§ WORK TO BE COMPLETED
Could you set down, word for word, the part of the fiduciary rule article that starts at "Proponents of the" and stops after "court in 2018."?

Regulation & Legislation
This article is part of our Retirement Plan Trends series, which explores issues affecting the retirement space.
The U.S. Department of Labor (DOL) recently expanded its nearly 50-year-old fiduciary rule to include more types of investment advice and more people who provide professional advice for a fee. While the changes primarily affect financial services providers, there are a few noteworthy areas for employers who offer workplace retirement plans.
Proponents of the rule changes say they will help mitigate conflicts of interest, while critics say they will reduce access to investment advice and education for investors.
The rule update is the latest in a series of attempts by the DOL to revise the definition of a fiduciary. These efforts reflect changes in the marketplace since enactment of the fiduciary rule in 1975, including the shift to defined contribution (DC) plans from traditional pensions and the growth of the individual retirement account (IRA) market largely through rollovers. The DOL’s previous attempt to rewrite the rule was struck down by a federal appeals court in 2018.

§ RAW DATA
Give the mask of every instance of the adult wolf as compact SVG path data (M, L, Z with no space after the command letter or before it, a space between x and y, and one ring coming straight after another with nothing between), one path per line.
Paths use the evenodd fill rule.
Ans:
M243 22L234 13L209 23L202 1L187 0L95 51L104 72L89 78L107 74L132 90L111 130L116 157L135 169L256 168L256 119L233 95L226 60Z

§ THE SOLUTION
Proponents of the rule changes say they will help mitigate conflicts of interest, while critics say they will reduce access to investment advice and education for investors.
The rule update is the latest in a series of attempts by the DOL to revise the definition of a fiduciary. These efforts reflect changes in the marketplace since enactment of the fiduciary rule in 1975, including the shift to defined contribution (DC) plans from traditional pensions and the growth of the individual retirement account (IRA) market largely through rollovers. The DOL’s previous attempt to rewrite the rule was struck down by a federal appeals court in 2018.